(Stored data)
=-=-=

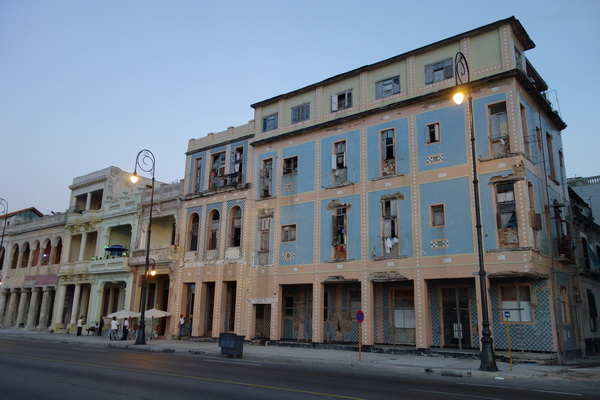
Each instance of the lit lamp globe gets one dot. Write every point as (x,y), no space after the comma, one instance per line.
(458,98)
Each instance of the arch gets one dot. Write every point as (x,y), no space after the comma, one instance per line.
(192,239)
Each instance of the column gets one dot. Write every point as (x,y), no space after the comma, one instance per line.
(32,314)
(59,306)
(45,308)
(23,303)
(75,305)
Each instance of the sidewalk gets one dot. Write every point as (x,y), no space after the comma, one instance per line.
(445,366)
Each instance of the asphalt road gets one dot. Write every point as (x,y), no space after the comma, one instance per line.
(41,370)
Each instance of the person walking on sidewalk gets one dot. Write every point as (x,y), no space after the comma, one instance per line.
(100,325)
(79,325)
(114,327)
(125,329)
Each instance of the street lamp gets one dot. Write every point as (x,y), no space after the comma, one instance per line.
(461,72)
(147,163)
(4,205)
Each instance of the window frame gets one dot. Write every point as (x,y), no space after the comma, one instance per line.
(434,211)
(288,233)
(437,133)
(290,165)
(300,113)
(439,71)
(341,100)
(382,93)
(270,122)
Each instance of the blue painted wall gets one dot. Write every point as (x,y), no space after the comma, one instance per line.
(303,248)
(455,195)
(304,180)
(374,156)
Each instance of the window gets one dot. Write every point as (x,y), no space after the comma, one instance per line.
(387,87)
(266,178)
(387,144)
(341,100)
(213,231)
(270,122)
(264,240)
(338,162)
(505,198)
(389,215)
(288,233)
(198,175)
(238,157)
(516,300)
(290,165)
(432,132)
(217,171)
(236,227)
(301,113)
(437,215)
(339,225)
(439,71)
(499,129)
(593,311)
(551,165)
(193,234)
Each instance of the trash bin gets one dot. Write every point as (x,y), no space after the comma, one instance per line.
(231,344)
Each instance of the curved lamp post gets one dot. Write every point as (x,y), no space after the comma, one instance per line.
(146,162)
(462,81)
(4,205)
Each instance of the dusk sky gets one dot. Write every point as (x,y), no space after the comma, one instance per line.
(85,85)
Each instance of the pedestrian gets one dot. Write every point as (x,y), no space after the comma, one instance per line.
(100,326)
(181,325)
(114,327)
(79,325)
(125,329)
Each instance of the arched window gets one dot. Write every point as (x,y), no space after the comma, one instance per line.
(213,230)
(235,227)
(193,234)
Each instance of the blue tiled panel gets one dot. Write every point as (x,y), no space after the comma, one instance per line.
(302,215)
(536,336)
(455,195)
(374,155)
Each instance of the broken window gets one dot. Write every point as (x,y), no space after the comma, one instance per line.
(236,227)
(338,161)
(217,172)
(507,215)
(213,231)
(339,240)
(499,130)
(389,214)
(266,178)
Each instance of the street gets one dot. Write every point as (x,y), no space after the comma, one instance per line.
(42,370)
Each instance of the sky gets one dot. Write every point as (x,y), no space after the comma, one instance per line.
(85,85)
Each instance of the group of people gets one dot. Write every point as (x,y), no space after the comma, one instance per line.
(114,328)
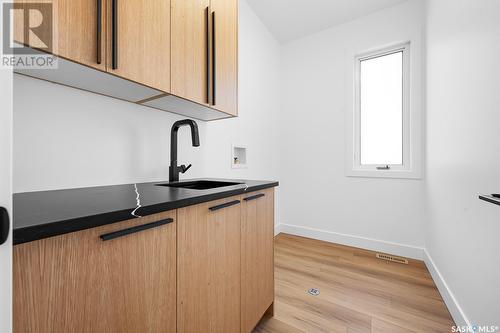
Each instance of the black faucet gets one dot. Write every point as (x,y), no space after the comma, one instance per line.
(174,170)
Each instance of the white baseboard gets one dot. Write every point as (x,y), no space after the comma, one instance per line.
(277,229)
(403,250)
(449,299)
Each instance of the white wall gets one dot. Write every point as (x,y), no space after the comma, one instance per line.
(258,123)
(315,100)
(66,138)
(463,146)
(6,195)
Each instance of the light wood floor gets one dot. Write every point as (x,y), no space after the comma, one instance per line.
(359,293)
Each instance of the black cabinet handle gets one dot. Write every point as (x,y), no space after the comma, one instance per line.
(99,31)
(207,16)
(4,225)
(227,204)
(214,61)
(114,42)
(133,230)
(253,197)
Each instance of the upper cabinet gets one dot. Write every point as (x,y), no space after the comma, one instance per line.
(225,55)
(175,55)
(190,49)
(138,45)
(79,31)
(205,52)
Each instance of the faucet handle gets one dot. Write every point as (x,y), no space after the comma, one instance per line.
(185,168)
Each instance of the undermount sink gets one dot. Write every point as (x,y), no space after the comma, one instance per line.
(199,184)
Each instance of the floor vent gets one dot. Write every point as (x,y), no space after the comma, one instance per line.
(392,258)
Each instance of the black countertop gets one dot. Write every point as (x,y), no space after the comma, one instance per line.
(490,198)
(39,215)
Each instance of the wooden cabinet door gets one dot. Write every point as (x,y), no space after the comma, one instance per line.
(225,62)
(139,41)
(79,283)
(75,30)
(190,46)
(208,271)
(257,256)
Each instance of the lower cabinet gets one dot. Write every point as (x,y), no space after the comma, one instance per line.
(80,282)
(203,268)
(257,257)
(208,267)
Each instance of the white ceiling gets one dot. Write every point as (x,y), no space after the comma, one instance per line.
(291,19)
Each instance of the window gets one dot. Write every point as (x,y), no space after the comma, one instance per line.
(382,133)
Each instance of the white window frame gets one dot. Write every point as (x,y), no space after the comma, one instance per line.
(411,166)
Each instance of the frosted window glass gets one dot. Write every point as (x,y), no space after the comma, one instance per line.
(381,103)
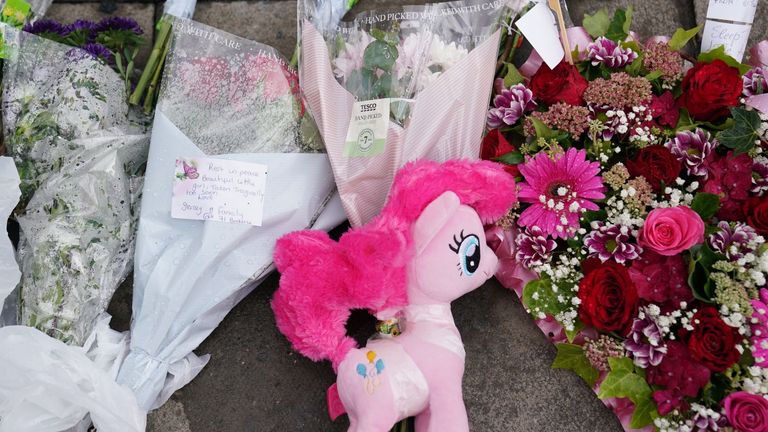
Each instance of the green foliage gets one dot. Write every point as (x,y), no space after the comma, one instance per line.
(702,259)
(539,296)
(597,24)
(625,380)
(706,205)
(719,54)
(571,357)
(745,131)
(511,158)
(681,38)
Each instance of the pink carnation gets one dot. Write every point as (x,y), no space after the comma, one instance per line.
(730,177)
(661,279)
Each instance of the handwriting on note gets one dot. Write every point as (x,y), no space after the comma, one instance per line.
(742,11)
(734,37)
(218,190)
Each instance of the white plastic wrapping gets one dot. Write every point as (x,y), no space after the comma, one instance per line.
(80,155)
(9,270)
(48,386)
(433,65)
(222,97)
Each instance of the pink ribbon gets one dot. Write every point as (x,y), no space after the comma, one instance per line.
(511,273)
(758,55)
(579,39)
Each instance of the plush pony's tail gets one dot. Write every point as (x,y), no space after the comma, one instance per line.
(322,281)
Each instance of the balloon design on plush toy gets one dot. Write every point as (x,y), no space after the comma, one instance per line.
(426,249)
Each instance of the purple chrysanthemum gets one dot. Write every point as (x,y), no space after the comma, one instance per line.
(510,105)
(760,175)
(81,25)
(611,241)
(45,27)
(533,247)
(755,81)
(98,51)
(610,53)
(118,23)
(734,241)
(646,343)
(693,149)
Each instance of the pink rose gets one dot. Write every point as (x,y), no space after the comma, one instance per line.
(669,231)
(747,412)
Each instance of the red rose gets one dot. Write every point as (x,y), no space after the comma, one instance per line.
(563,84)
(656,164)
(709,89)
(496,145)
(712,342)
(756,210)
(609,298)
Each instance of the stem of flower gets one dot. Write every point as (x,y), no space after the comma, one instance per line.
(154,61)
(149,101)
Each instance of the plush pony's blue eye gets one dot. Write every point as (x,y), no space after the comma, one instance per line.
(468,250)
(469,255)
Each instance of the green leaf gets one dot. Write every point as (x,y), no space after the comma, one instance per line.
(742,136)
(618,29)
(706,205)
(624,380)
(720,54)
(702,259)
(682,37)
(572,357)
(597,24)
(540,296)
(379,55)
(513,76)
(511,158)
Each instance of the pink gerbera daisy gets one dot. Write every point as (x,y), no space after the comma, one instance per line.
(559,188)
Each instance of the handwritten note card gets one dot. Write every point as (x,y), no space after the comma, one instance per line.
(733,10)
(219,190)
(734,37)
(539,26)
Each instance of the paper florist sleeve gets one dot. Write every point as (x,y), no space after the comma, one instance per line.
(224,101)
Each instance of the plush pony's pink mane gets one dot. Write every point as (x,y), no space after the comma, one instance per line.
(322,281)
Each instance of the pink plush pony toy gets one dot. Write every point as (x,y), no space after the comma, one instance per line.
(426,249)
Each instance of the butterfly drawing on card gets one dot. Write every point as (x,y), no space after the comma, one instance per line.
(189,170)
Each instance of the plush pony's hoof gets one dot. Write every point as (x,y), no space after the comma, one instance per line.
(335,407)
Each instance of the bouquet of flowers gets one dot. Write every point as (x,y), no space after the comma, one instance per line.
(639,244)
(80,154)
(390,87)
(230,114)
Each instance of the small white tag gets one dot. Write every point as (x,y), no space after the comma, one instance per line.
(742,11)
(219,190)
(734,37)
(539,26)
(367,133)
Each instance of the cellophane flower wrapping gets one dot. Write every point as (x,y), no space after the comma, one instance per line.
(222,97)
(80,154)
(432,64)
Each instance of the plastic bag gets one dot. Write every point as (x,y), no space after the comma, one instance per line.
(80,154)
(48,386)
(222,97)
(9,270)
(432,66)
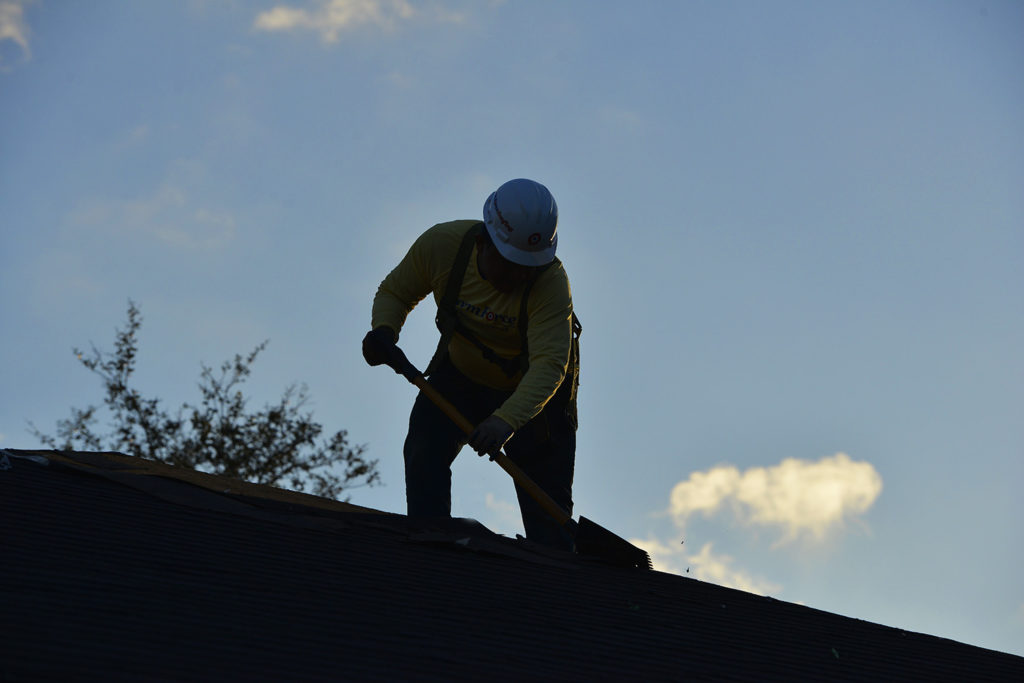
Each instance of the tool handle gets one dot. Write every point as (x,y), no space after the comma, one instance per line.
(504,461)
(400,364)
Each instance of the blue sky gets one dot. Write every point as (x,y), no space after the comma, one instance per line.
(794,231)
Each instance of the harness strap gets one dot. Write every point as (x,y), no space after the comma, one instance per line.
(448,319)
(448,323)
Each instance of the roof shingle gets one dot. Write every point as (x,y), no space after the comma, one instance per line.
(118,567)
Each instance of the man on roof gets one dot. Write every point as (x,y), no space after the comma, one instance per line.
(508,355)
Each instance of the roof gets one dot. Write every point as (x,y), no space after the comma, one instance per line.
(120,567)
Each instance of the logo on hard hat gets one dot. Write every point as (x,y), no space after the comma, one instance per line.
(498,211)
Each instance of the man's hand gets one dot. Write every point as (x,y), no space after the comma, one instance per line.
(491,435)
(377,345)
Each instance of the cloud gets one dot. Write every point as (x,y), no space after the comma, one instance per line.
(804,499)
(330,17)
(706,565)
(13,27)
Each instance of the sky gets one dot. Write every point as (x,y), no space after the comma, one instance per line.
(794,231)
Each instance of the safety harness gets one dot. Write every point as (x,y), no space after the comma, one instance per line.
(449,324)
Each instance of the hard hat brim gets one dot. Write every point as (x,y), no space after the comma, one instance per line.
(521,256)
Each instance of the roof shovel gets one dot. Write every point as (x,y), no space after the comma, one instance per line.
(591,539)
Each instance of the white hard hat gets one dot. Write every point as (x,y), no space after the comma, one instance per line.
(522,218)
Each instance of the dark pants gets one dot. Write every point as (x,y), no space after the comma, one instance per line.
(544,449)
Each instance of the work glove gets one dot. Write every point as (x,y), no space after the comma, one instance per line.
(378,345)
(489,436)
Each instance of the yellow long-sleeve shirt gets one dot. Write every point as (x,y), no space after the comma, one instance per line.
(491,315)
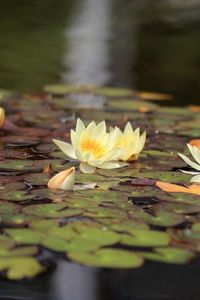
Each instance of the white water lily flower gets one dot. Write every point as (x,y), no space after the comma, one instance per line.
(131,142)
(64,180)
(93,147)
(2,117)
(195,165)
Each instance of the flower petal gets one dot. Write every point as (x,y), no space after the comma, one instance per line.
(195,179)
(74,139)
(66,148)
(112,165)
(79,127)
(64,180)
(2,116)
(128,128)
(189,162)
(85,168)
(195,153)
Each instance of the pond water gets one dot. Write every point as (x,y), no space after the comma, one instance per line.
(142,44)
(145,45)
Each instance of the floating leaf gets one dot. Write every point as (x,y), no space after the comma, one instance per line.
(20,267)
(169,255)
(173,188)
(146,238)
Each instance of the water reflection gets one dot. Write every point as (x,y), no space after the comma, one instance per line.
(73,282)
(87,54)
(151,45)
(154,281)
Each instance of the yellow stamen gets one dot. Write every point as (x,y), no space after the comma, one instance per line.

=-=-=

Requirement ::
Rewrite the part of the items that opens with the line containing "Each instance of the safety" and runs through the end of the items, requests included. Scale every coordinate in the answers by 1.95 and round to whole numbers, halves up, and leave the pictures out.

Reply ::
Each instance of the safety harness gets one dot. Write every point as (x,y), no space after the comma, one instance per line.
(876,632)
Each instance of the hard hat brim gets one dot. Write every point as (x,y), no space after the comma, one instance per line.
(1016,499)
Each instance of the roof shovel gets one dot. Write every point as (x,y), no space after the comma, one instance per line.
(1152,1051)
Each instance of the white hard hat gets one dot. Write every point as (x,y), no space after the comma, one instance per line.
(1018,425)
Each instance of the dark pants gets one dot. Write every point as (x,y), no space after the comma, one instance per line.
(1061,876)
Each instance of the work glove gets one dot. Write every point as (x,y), no space after the comma, one instance per line.
(737,673)
(954,850)
Each instance of the yellow long-sleeve shirt gets one dot. Write every point as (x,y), no space after the comma, one instance per line.
(957,614)
Each instance of the white water lily flower gets one dot. Write every point as (x,y), no space after the comma, one instance per line.
(255,277)
(125,351)
(181,287)
(4,228)
(380,322)
Each instance of the flower petal gets one dot. Write every point as (x,y), no space after the comma, one instance per line.
(380,349)
(144,271)
(129,289)
(218,322)
(154,248)
(125,351)
(4,226)
(250,250)
(369,316)
(166,328)
(380,298)
Each instance of the pond water gets one dot. Write every point as (x,y), no space after the comma, one instance per line.
(277,86)
(283,88)
Each instance of the floating leaf gets one dot. Write every point as (x,y), no space after the comma, one instance per line.
(39,521)
(330,497)
(337,367)
(285,464)
Each instance of the water reflection gets one dot. Write every point as (x,y), no space after the comma, one instance per line.
(142,550)
(170,105)
(294,88)
(300,548)
Each instance of the yellow stamen gets one dot. Write every point as (x,y), no space after the comma, one instance per line.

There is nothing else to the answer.